DATA SHOWN »
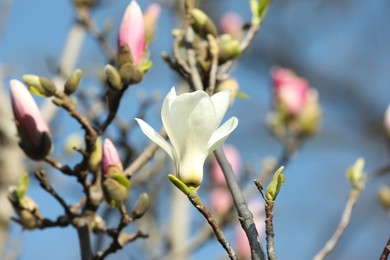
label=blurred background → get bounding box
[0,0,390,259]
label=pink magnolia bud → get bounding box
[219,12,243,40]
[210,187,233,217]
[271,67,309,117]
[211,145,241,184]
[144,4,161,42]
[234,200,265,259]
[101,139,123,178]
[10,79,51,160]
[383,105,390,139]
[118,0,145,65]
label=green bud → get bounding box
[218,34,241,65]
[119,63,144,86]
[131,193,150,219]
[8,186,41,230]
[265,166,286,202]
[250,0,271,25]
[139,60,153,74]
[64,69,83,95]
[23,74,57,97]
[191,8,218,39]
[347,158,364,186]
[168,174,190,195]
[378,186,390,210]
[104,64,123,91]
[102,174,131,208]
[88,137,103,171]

* * *

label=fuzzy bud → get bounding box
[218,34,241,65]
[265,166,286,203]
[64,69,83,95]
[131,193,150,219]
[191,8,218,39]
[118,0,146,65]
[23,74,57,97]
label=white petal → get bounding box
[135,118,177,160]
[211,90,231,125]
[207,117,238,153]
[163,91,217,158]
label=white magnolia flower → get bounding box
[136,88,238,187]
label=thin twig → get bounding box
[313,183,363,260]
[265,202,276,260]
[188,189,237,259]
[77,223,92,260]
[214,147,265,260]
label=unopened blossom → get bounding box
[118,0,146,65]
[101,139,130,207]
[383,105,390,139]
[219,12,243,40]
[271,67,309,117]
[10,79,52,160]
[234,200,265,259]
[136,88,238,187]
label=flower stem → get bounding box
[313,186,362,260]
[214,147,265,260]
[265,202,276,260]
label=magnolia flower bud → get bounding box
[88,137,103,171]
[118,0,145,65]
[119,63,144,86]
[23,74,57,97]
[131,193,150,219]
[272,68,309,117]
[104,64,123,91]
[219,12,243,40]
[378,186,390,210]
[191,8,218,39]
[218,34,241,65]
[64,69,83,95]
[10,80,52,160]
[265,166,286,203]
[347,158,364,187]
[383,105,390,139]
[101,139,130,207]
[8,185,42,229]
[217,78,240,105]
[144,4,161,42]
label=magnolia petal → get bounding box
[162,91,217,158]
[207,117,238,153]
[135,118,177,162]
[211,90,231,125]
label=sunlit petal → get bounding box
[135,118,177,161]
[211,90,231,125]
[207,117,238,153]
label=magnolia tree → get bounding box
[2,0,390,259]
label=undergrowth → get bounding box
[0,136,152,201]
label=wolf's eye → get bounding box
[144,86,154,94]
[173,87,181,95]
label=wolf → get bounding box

--

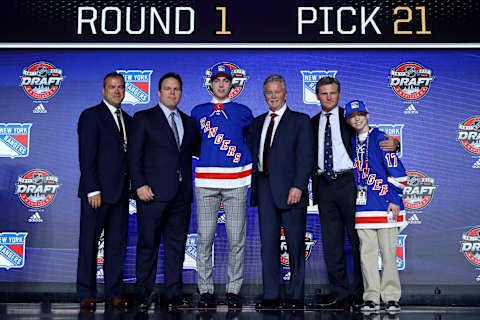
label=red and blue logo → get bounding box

WHAT YOU HAVE TO DO » Set out the lines of the material as a JSON list of strings, one string per line with blank lines omitted, starting with the line that contains "label=magnolia tree → get bounding box" and going on through the line that contains "[173,87,181,95]", both included.

TASK RESPONSE »
[
  "label=magnolia tree → get bounding box",
  "[2,0,390,259]",
  "label=undergrowth → get bounding box",
  "[0,136,152,201]",
  "label=wolf's eye → get bounding box",
  "[144,86,154,94]",
  "[173,87,181,95]"
]